_Short problem A_:
Reproduce everything in the passage on caring for the land from "Humanity has an" down to "recycling of containers.".

— start of Document extract —

Adam and Eve were caretakers and their job was to protect the land. The Midrash (Ecclesiastes Rabbah 7:13) notes: "When God created Adam, He took him and led him round all the trees of the Garden of Eden, and said to him, "See My works, how beautiful and praiseworthy they are! Now all that I have created, I created for your benefit. Be careful that you do not ruin and destroy My world; for if you destroy it there is no one to repair it after you."
The Bible commands the farmer to give the land a complete rest in the seventh year (Leviticus 25:1-7). The purpose of the Sabbatical year may have been to protect the land from depletion. The land must be treated with respect and not abused. The Israelites were commanded to provide the Levites with 48 cities in lieu of inheriting a share of land like the other tribes. These cities were supposed to have open spaces of 1,000 cubits around them (Numbers 35:1-6). The purpose of the open and undeveloped space was to beautify the towns (Babylonian Talmud, Arachin 33b).
Humanity has an obligation to treat the world with respect and not defile it. Individuals and corporations must respect and beautify the environment; practice the three R’s of managing wastes: recycle, reduce, and reuse; and do everything to keep the environment safe. Beverage companies, such as Coca-Cola and PepsiCo that use billions of beverage containers, should not fight deposit laws, but should do everything they can to actively support legislation that encourages the recycling of containers.
Principle 6: Not Engaging in Dishonest and Immoral Business Practices "Thou shalt not steal." (Exodus 20: 13)
"Distance yourself from a false matter." (Exodus 23: 7)

— end of Document extract —

_Short problem B_:
List every line of the entries below that contains the string "sailboat". Case counts.

— start of Supplied records —

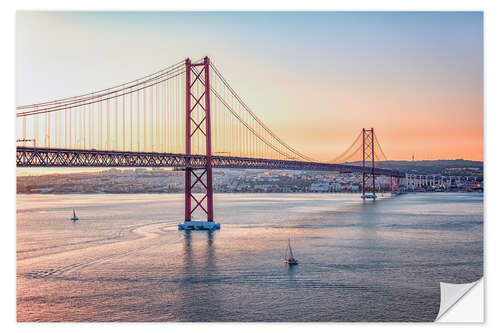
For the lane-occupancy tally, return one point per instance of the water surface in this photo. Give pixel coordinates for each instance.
(125, 260)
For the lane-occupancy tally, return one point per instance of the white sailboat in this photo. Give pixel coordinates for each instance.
(74, 218)
(289, 259)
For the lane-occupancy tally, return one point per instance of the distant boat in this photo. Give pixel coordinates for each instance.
(74, 218)
(289, 259)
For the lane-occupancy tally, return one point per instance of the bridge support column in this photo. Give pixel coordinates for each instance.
(368, 155)
(198, 76)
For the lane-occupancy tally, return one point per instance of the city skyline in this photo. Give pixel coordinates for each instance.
(416, 77)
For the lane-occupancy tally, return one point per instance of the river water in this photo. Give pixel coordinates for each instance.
(125, 260)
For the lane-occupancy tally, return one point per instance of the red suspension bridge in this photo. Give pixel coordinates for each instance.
(187, 117)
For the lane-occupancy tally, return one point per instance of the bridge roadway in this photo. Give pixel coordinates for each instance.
(63, 158)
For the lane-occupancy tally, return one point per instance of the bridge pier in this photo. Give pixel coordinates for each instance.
(189, 198)
(368, 154)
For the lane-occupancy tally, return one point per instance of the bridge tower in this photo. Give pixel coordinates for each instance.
(198, 74)
(368, 158)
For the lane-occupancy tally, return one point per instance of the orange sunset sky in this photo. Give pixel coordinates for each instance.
(316, 79)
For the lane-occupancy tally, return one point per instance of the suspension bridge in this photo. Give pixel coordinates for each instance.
(187, 117)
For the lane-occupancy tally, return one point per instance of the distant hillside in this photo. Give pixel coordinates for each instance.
(444, 167)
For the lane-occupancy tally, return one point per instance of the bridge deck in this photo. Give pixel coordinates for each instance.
(61, 158)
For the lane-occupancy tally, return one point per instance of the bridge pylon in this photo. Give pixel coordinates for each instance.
(368, 159)
(198, 75)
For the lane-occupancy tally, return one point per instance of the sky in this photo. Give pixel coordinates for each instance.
(314, 78)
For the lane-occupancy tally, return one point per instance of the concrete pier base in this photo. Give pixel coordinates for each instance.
(195, 225)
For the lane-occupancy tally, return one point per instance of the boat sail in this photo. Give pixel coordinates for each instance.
(74, 218)
(289, 259)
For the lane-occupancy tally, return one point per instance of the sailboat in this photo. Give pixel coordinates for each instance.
(289, 259)
(74, 218)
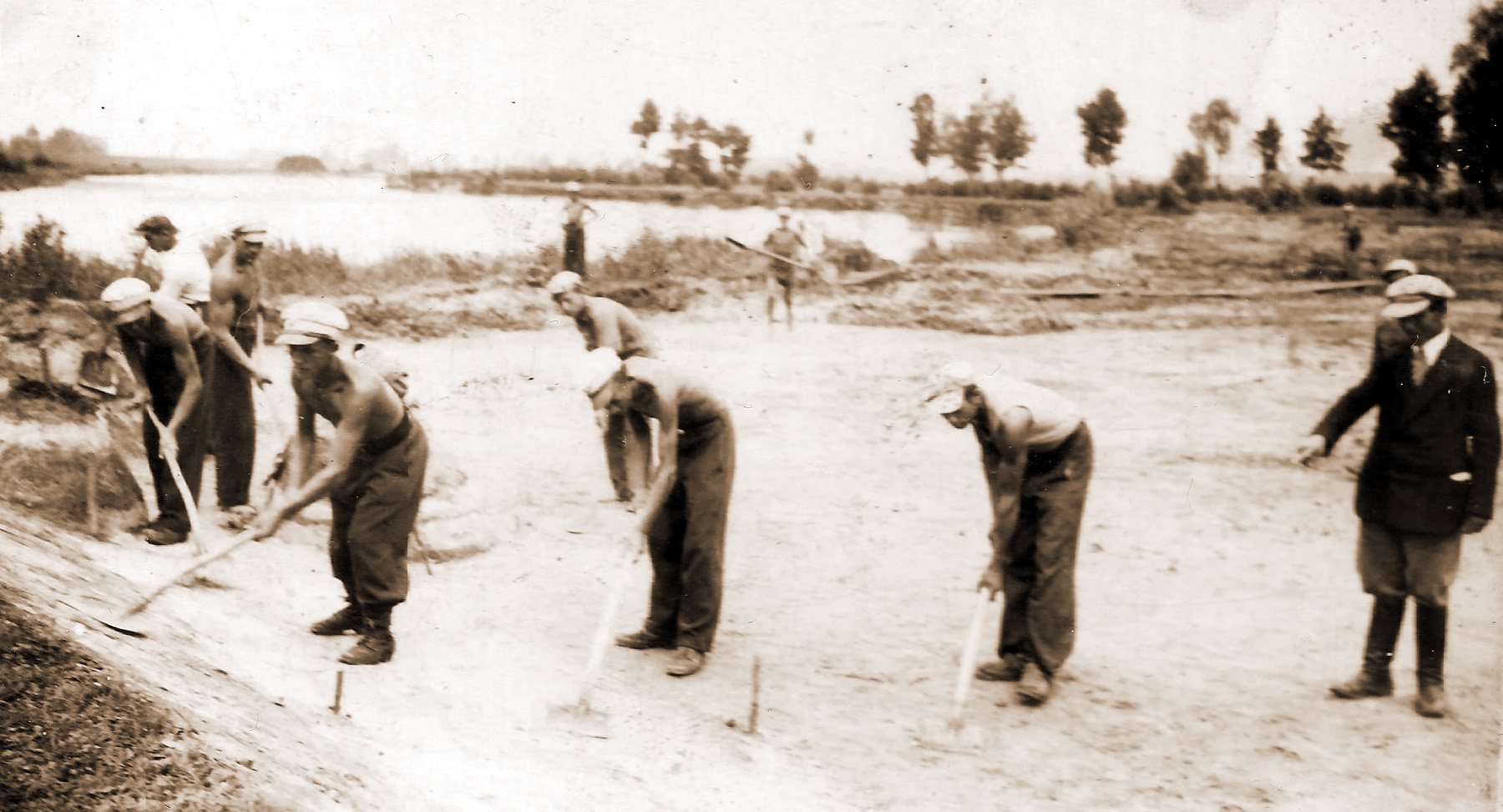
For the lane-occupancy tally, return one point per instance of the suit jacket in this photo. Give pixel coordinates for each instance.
(1435, 455)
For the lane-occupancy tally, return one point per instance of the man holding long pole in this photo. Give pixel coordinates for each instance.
(1037, 456)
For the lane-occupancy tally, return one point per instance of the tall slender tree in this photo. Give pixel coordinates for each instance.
(1102, 122)
(1010, 137)
(646, 124)
(1212, 129)
(1269, 143)
(926, 135)
(1414, 126)
(1476, 118)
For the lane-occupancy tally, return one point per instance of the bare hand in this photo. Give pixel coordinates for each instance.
(265, 526)
(1311, 447)
(991, 581)
(167, 445)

— end of Supplied records —

_Written response A_:
Humanity has an obligation to treat the world with respect and not defile it. Individuals and corporations must respect and beautify the environment; practice the three R’s of managing wastes: recycle, reduce, and reuse; and do everything to keep the environment safe. Beverage companies, such as Coca-Cola and PepsiCo that use billions of beverage containers, should not fight deposit laws, but should do everything they can to actively support legislation that encourages the recycling of containers.

_Written response B_:
For the lane-occupancy tally, return one point per instance of the white sailboat in this photo. Give pixel coordinates for each instance.
For the lane-occupancy tally, return one point per instance of the sailboat in this photo. Give pixel coordinates for each instance.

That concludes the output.